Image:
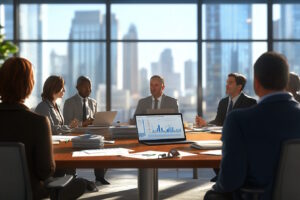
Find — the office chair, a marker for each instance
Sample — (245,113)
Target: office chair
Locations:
(286,185)
(14,176)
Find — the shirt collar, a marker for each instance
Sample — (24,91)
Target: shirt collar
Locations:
(234,99)
(159,98)
(81,98)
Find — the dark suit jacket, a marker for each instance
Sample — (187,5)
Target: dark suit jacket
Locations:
(252,140)
(243,101)
(166,103)
(73,108)
(19,124)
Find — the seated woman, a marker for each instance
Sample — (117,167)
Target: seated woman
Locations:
(54,89)
(19,124)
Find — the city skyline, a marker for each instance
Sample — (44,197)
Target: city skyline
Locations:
(176,61)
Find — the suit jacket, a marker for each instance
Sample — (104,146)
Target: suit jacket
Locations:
(55,117)
(146,103)
(252,141)
(73,108)
(19,124)
(243,101)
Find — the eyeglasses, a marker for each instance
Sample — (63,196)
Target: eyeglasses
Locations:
(173,153)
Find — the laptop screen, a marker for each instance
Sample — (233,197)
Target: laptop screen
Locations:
(154,127)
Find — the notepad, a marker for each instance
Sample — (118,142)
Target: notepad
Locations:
(207,144)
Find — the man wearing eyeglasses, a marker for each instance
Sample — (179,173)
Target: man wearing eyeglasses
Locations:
(252,137)
(236,99)
(157,100)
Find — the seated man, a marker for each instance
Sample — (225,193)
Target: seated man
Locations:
(236,99)
(83,108)
(157,100)
(294,85)
(252,137)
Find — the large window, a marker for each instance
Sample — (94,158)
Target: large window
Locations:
(193,44)
(286,30)
(66,40)
(6,18)
(230,33)
(153,39)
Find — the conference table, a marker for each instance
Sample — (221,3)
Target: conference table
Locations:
(147,169)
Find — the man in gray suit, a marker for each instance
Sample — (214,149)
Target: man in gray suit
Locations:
(83,108)
(157,100)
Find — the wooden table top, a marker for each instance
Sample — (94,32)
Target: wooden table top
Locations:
(63,155)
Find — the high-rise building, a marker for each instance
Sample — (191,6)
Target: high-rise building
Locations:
(113,50)
(226,22)
(172,79)
(130,61)
(287,27)
(32,27)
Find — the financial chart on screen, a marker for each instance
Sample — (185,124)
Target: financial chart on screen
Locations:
(159,127)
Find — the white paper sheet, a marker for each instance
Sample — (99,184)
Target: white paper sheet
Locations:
(155,154)
(212,152)
(102,152)
(62,138)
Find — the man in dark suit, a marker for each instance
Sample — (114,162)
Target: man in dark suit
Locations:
(252,137)
(157,100)
(83,108)
(235,99)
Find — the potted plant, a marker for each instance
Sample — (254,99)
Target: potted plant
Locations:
(6,48)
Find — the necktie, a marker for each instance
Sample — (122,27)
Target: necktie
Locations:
(230,107)
(84,111)
(155,103)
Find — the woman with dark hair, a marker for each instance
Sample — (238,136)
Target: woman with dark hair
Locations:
(19,124)
(54,89)
(294,85)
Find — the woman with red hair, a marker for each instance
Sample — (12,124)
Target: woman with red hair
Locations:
(19,124)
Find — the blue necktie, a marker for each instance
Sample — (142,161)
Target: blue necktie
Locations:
(230,107)
(83,111)
(155,103)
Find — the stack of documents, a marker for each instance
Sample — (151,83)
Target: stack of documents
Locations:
(155,154)
(88,141)
(102,152)
(211,129)
(123,132)
(61,138)
(207,144)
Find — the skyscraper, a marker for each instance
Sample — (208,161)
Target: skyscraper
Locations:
(130,61)
(143,82)
(86,58)
(287,27)
(226,22)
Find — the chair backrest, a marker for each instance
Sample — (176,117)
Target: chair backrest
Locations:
(14,176)
(287,184)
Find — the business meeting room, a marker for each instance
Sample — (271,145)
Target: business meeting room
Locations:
(150,99)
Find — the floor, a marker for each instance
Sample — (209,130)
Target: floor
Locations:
(173,184)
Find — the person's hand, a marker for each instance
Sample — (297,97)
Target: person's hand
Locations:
(200,121)
(87,122)
(74,123)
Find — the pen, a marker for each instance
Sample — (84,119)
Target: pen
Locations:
(148,155)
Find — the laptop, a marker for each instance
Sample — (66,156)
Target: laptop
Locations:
(160,111)
(155,129)
(104,118)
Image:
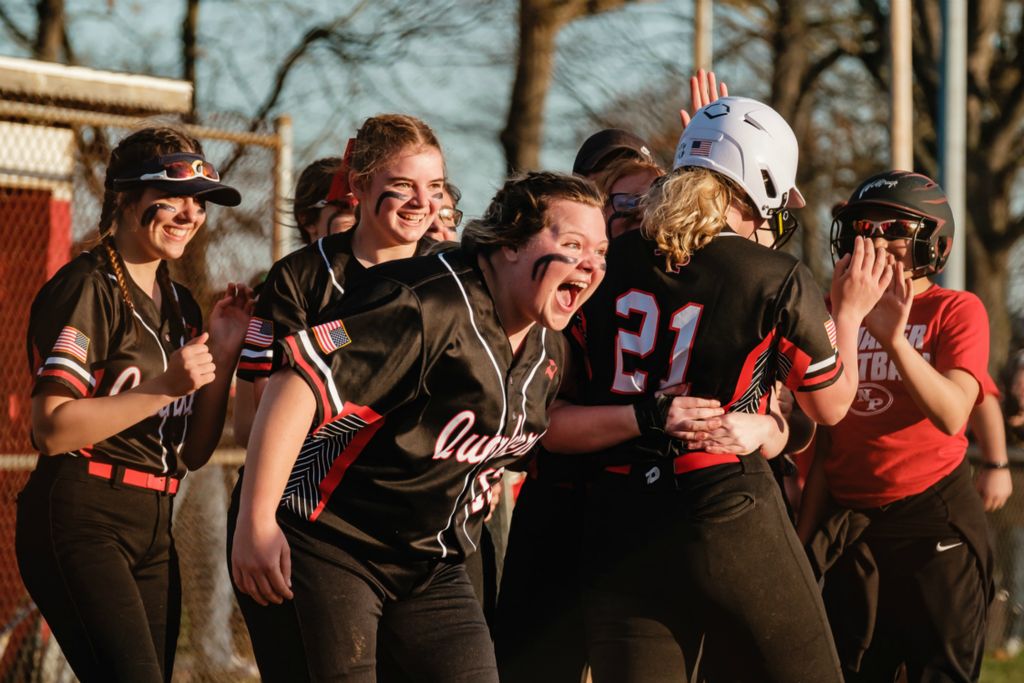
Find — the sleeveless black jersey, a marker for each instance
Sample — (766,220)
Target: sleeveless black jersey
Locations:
(84,337)
(298,288)
(420,404)
(728,324)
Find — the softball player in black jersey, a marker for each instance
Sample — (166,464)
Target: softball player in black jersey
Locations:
(129,395)
(690,559)
(388,153)
(373,454)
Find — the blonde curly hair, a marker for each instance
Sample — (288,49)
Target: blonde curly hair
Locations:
(686,211)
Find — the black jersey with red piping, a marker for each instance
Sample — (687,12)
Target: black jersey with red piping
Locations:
(297,290)
(728,324)
(420,404)
(83,336)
================================
Please extract every line of the records above verbatim, omitting the pictures.

Image:
Find — the office chair, a marker for each instance
Sample — (245,113)
Target: office chair
Locations:
(286,185)
(14,176)
Find — the shirt collar, a marker for each instance
Sample — (24,91)
Target: shirt collar
Locations:
(234,99)
(159,98)
(81,98)
Find — the dark suit jacket, a marker for each instance
Sample — (187,5)
Target: dark suit jacket
Locations:
(252,140)
(243,101)
(166,103)
(73,108)
(19,124)
Find — the seated woman, a marker for each instance
Sample — (117,167)
Target: seated woman
Locations:
(54,89)
(19,124)
Find — the city skyline, a marker for each instance
Sample — (44,197)
Target: city skyline
Locations:
(176,61)
Find — the suit jacket, a marker for each instance
Sample — (104,146)
Target: suit jacket
Locations:
(55,117)
(146,103)
(252,141)
(73,108)
(19,124)
(243,101)
Find — the eyeglasses, a marker for each instance
Sample — (63,196)
Target: eyeglasses
Locations:
(173,153)
Find — the laptop screen, a marker for each instance
Sample — (233,197)
Target: laptop screen
Locations:
(154,127)
Find — the notepad, a marker for each instance
Sample — (118,142)
Target: notepad
Locations:
(207,144)
Find — the man wearing eyeglasses, a marker for each instance
Sample — (179,173)
Target: man wearing eyeglasses
Locations:
(252,137)
(236,99)
(157,100)
Find — the seated man, a marker for each instance
Sample — (225,193)
Target: seated man
Locations:
(236,99)
(83,108)
(157,100)
(294,85)
(252,137)
Find — the large window, a marker for each instance
Sample — (94,158)
Target: large window
Locations:
(193,44)
(286,30)
(66,40)
(6,18)
(230,33)
(153,39)
Find — the conference table, a marker for each instance
Sample — (221,3)
Target: conference table
Locations:
(147,169)
Find — the man in gray suit, a marker for each instance
Sample — (214,149)
Target: man in gray suit
Locations:
(83,108)
(157,100)
Find — the wooden table top, a marker for each instance
Sample — (94,32)
Target: wooden table top
Locations:
(63,155)
Find — the high-rise building, a marker for each instance
Sample — (191,6)
Target: high-rise building
Locations:
(113,50)
(226,22)
(172,79)
(130,61)
(287,27)
(32,27)
Find — the financial chart on screen, a marker for each instance
Sample — (185,124)
Target: financial chart on screen
Locations:
(159,127)
Find — the white paper sheet, a marker for each instance
Sample — (99,184)
Target: white paper sheet
Locations:
(155,154)
(212,152)
(102,152)
(62,138)
Find — the man in dark suit, a marker for each instance
Sample — (114,162)
Target: man in dark suit
Locations:
(252,137)
(157,100)
(83,108)
(235,99)
Find — the potted plant, a marker for each instance
Sample — (254,99)
Target: potted plant
Locations:
(6,48)
Find — the necktie, a marker for each instance
Sample — (122,27)
Target: necktie
Locations:
(230,107)
(84,111)
(155,103)
Find — the woman with dark hair, a marker for each instance
Sample — (238,136)
Target: woman with dark hair
Locations:
(19,124)
(54,89)
(294,85)
Find — the woman with red hair, a marker for each instance
Sample — (12,124)
Target: woman with red hair
Locations:
(19,124)
Find — the blue necktie, a marker for each instance
Sample — (142,161)
Target: blue necktie
Locations:
(230,107)
(83,111)
(155,103)
Find — the stack of documents, a marker for each instance
Sample — (151,83)
Target: stack of documents
Locations:
(155,154)
(88,141)
(102,152)
(211,129)
(123,132)
(61,138)
(207,144)
Find — the skyscraper, a marker for each instance
Sample — (208,161)
Target: skyscraper
Locations:
(130,61)
(143,82)
(86,58)
(287,27)
(226,22)
Find — the chair backrest, a marker for each instance
Sample — (176,117)
Target: chair backrest
Locations:
(14,176)
(287,184)
Find — the business meeting room, a marker for each instance
Sample — (271,145)
Target: business meeting room
Locations:
(150,99)
Find — the floor, a marker for each instance
Sample — (209,130)
Target: floor
Locations:
(173,184)
Find — the person's hand, a marker for each instance
Sample — (297,97)
Target: person's hand
Locations:
(200,121)
(87,122)
(74,123)
Find — the pen, a marker for each instance
Sample — (84,119)
Target: pen
Locations:
(148,155)
Find — the laptop, a marker for each instance
Sample — (66,156)
Target: laptop
Locations:
(160,111)
(155,129)
(104,118)
Image:
Find — the sleeveless black jersey, a marker for each instance
Sample — (766,220)
Target: sleeveless black jersey
Locations:
(84,337)
(298,288)
(420,404)
(728,324)
Find — the softball player in black jersey, a marker for each instance
Sample — (166,464)
Target: softball player in black jersey
Locations:
(129,395)
(690,559)
(388,153)
(373,454)
Find — the blonde curly hair, a marker for each instance
Sample — (288,49)
Target: blonde curly hair
Locations:
(686,211)
Find — the black jersey with red piping, a marker for each instance
Sample — (687,12)
Target: black jersey with red piping
Locations:
(297,290)
(728,324)
(420,404)
(83,336)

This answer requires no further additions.